Skip to Content (Press Enter)

Help Through Hard Times: Case Managers Provide Vital Support

When Jamie Doss first met his Arkansas Blue Cross and Blue Shield case manager, he was drained- physically and emotionally. Doctors had few answers as to the origin of the pain and creeping paralysis that was gradually robbing him of his mobility. And now, he was being told it was all in his head.

“It upset me,” Doss recalled. “It made me think maybe I was crazy. But deep down, I knew that there had to be something wrong with my back and my legs.”

Doss, 52, worked as a concrete foreman for the city of Fayetteville. He and his wife of 32 years, Priscilla, a home health worker, live in the tight-kit community of West Fork (10 miles south of Fayetteville). They met in West Fork schools and raised three children there. Doss worked outside most of his life and enjoyed playing outside, too.

+ + + +

◆ **What to work on**
Print the whole article on case managers' support, word for word. The lines that come next have nothing to do with the article.

+ + + +

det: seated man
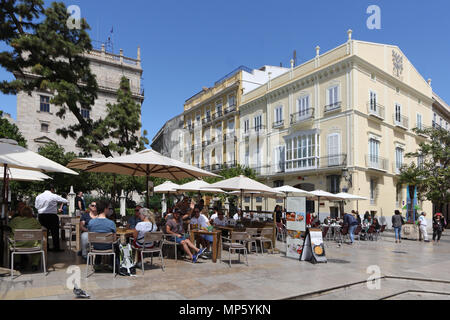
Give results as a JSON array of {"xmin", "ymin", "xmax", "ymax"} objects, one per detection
[
  {"xmin": 8, "ymin": 207, "xmax": 42, "ymax": 271},
  {"xmin": 213, "ymin": 211, "xmax": 228, "ymax": 227},
  {"xmin": 128, "ymin": 206, "xmax": 142, "ymax": 229},
  {"xmin": 87, "ymin": 201, "xmax": 119, "ymax": 271},
  {"xmin": 79, "ymin": 201, "xmax": 97, "ymax": 259},
  {"xmin": 165, "ymin": 208, "xmax": 205, "ymax": 263},
  {"xmin": 191, "ymin": 207, "xmax": 213, "ymax": 252}
]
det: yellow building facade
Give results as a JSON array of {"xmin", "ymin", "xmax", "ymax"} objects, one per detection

+ + + +

◆ **Response**
Skip to Content (Press Enter)

Help Through Hard Times: Case Managers Provide Vital Support

When Jamie Doss first met his Arkansas Blue Cross and Blue Shield case manager, he was drained- physically and emotionally. Doctors had few answers as to the origin of the pain and creeping paralysis that was gradually robbing him of his mobility. And now, he was being told it was all in his head.

“It upset me,” Doss recalled. “It made me think maybe I was crazy. But deep down, I knew that there had to be something wrong with my back and my legs.”

Doss, 52, worked as a concrete foreman for the city of Fayetteville. He and his wife of 32 years, Priscilla, a home health worker, live in the tight-kit community of West Fork (10 miles south of Fayetteville). They met in West Fork schools and raised three children there. Doss worked outside most of his life and enjoyed playing outside, too.